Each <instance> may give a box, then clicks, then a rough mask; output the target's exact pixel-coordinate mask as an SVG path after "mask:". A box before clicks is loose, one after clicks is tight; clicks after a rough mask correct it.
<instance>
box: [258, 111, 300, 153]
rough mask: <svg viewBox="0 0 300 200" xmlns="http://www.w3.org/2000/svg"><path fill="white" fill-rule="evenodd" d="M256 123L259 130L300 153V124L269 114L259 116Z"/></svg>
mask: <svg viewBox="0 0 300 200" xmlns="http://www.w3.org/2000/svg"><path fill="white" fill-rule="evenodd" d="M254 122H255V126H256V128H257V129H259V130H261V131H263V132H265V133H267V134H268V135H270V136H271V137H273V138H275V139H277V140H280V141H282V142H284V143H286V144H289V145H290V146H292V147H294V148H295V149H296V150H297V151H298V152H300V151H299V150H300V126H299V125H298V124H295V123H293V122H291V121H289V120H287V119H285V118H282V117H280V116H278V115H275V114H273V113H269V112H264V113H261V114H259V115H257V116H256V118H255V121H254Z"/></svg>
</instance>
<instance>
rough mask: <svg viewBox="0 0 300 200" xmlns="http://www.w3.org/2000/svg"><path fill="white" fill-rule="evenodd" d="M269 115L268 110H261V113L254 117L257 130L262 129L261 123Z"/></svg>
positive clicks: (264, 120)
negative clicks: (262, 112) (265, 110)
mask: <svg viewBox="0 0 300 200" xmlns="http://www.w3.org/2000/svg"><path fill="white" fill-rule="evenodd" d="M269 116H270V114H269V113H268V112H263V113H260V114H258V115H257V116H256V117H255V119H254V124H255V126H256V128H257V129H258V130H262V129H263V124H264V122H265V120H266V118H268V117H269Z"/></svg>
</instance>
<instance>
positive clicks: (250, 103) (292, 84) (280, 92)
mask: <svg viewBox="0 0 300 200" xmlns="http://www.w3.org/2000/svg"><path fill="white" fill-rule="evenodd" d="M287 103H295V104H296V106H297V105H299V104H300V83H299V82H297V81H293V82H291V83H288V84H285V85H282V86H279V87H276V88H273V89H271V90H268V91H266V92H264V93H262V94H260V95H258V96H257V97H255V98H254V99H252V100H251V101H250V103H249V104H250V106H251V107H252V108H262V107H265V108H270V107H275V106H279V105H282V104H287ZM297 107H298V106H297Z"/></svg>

■ ■ ■ ■

Task objective
Send back the whole listing above exactly, please.

Expected answer
Each <instance> may give a box, then clicks, then a rough mask; output the target's exact pixel-coordinate mask as an SVG path after "mask:". A box before clicks is loose, one after clicks is tight; clicks after a rough mask correct it.
<instance>
box: [258, 111, 300, 153]
rough mask: <svg viewBox="0 0 300 200" xmlns="http://www.w3.org/2000/svg"><path fill="white" fill-rule="evenodd" d="M256 123L259 130L300 153V124L269 114L259 116Z"/></svg>
mask: <svg viewBox="0 0 300 200" xmlns="http://www.w3.org/2000/svg"><path fill="white" fill-rule="evenodd" d="M254 122H255V126H256V128H257V129H259V130H261V131H263V132H265V133H267V134H268V135H270V136H271V137H273V138H275V139H277V140H280V141H282V142H284V143H286V144H289V145H290V146H292V147H294V148H295V149H296V150H297V151H298V152H300V151H299V150H300V126H299V125H298V124H295V123H293V122H291V121H289V120H287V119H285V118H282V117H280V116H278V115H275V114H273V113H269V112H264V113H261V114H259V115H257V116H256V118H255V121H254Z"/></svg>
</instance>
<instance>
rough mask: <svg viewBox="0 0 300 200" xmlns="http://www.w3.org/2000/svg"><path fill="white" fill-rule="evenodd" d="M269 115L268 110H261V113L254 117L257 130L262 129L261 123Z"/></svg>
positive clicks: (264, 120)
negative clicks: (262, 112) (265, 110)
mask: <svg viewBox="0 0 300 200" xmlns="http://www.w3.org/2000/svg"><path fill="white" fill-rule="evenodd" d="M269 116H270V114H269V113H268V112H263V113H260V114H258V115H257V116H256V117H255V119H254V124H255V126H256V128H257V129H258V130H262V129H263V124H264V122H265V120H266V118H268V117H269Z"/></svg>
</instance>
<instance>
positive clicks: (250, 103) (292, 84) (280, 92)
mask: <svg viewBox="0 0 300 200" xmlns="http://www.w3.org/2000/svg"><path fill="white" fill-rule="evenodd" d="M287 103H295V104H296V106H297V105H299V104H300V83H299V82H297V81H293V82H291V83H288V84H285V85H282V86H279V87H276V88H273V89H271V90H268V91H266V92H264V93H262V94H260V95H258V96H257V97H255V98H254V99H252V100H251V101H250V103H249V104H250V106H251V107H252V108H262V107H265V108H270V107H275V106H279V105H282V104H287ZM297 107H298V106H297Z"/></svg>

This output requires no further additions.